◆ Given request
From the first line of the material through the line containing "13L220 13L223 14L228", give each line as a string in a JSON list, skipping blank lines.
═══ Record list ═══
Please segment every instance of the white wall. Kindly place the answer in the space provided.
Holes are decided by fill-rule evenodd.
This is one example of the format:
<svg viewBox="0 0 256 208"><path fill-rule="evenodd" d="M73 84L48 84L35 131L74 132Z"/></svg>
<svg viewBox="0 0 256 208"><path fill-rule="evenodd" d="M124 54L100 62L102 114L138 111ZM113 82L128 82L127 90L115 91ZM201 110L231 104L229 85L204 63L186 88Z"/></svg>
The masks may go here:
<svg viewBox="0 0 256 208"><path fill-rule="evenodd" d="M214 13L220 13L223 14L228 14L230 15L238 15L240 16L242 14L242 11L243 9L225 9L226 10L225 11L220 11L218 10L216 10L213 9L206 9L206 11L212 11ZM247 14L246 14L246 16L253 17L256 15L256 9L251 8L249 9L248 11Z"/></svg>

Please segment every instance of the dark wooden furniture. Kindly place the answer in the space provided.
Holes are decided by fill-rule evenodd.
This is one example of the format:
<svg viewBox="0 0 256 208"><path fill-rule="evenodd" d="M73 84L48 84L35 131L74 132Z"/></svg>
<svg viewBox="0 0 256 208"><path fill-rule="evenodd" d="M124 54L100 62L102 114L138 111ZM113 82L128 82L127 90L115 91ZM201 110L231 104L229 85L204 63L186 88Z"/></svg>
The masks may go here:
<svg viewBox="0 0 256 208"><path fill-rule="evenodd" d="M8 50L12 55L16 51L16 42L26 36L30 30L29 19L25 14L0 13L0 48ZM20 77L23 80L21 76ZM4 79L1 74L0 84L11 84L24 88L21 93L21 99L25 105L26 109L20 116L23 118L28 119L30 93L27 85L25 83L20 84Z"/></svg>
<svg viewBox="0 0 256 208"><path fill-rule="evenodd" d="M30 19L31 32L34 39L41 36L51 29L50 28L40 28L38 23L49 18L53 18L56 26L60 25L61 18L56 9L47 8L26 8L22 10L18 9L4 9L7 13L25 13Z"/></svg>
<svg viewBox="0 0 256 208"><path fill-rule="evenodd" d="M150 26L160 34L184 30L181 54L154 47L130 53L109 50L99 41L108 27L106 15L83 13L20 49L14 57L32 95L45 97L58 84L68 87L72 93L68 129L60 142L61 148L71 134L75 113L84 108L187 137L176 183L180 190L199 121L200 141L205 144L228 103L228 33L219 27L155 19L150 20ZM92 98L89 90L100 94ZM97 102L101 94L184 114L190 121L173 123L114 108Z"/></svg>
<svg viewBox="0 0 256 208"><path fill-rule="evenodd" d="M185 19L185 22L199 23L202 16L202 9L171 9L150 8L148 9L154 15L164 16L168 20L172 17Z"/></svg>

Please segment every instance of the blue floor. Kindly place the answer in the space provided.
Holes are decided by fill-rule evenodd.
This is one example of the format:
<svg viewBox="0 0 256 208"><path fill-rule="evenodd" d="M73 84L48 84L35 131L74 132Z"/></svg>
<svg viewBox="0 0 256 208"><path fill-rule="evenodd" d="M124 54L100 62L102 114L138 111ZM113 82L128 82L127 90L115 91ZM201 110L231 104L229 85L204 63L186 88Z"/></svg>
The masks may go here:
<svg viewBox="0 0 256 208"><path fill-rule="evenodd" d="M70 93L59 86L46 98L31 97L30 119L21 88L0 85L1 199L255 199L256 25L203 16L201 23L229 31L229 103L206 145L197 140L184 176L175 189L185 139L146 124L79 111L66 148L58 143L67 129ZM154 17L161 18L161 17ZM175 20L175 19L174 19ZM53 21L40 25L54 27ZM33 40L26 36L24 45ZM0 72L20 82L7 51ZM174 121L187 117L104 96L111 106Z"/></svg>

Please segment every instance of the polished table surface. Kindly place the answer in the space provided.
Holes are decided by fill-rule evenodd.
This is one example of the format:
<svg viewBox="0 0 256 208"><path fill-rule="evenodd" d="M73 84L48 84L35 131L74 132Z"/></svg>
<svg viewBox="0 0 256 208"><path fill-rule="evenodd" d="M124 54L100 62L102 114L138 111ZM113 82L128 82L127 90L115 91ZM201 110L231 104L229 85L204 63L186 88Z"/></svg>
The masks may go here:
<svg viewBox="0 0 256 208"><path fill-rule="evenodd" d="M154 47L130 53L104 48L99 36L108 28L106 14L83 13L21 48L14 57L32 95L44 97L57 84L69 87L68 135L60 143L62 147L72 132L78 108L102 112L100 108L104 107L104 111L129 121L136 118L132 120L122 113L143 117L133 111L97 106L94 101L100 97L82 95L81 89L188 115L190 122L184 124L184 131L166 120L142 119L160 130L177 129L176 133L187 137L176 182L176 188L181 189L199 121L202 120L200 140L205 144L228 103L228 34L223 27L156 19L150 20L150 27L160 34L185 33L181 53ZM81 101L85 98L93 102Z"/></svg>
═══
◆ Response to this task
[
  "Please segment every instance of the white wall. Kindly place the answer in the space provided.",
  "Holes are decided by fill-rule evenodd.",
  "This is one example of the format:",
  "<svg viewBox=\"0 0 256 208\"><path fill-rule=\"evenodd\" d=\"M73 84L48 84L35 131L74 132Z\"/></svg>",
  "<svg viewBox=\"0 0 256 208\"><path fill-rule=\"evenodd\" d=\"M124 54L100 62L102 114L138 111ZM113 82L128 82L127 90L115 91ZM201 110L231 104L229 85L204 63L186 88Z\"/></svg>",
  "The masks may go here:",
  "<svg viewBox=\"0 0 256 208\"><path fill-rule=\"evenodd\" d=\"M214 13L220 13L223 14L228 14L230 15L238 15L240 16L242 14L242 11L243 9L225 9L226 10L225 11L220 11L218 10L216 10L213 9L206 9L206 11L212 11ZM247 14L246 14L246 16L253 17L256 15L256 9L251 8L249 9L248 11Z\"/></svg>"
]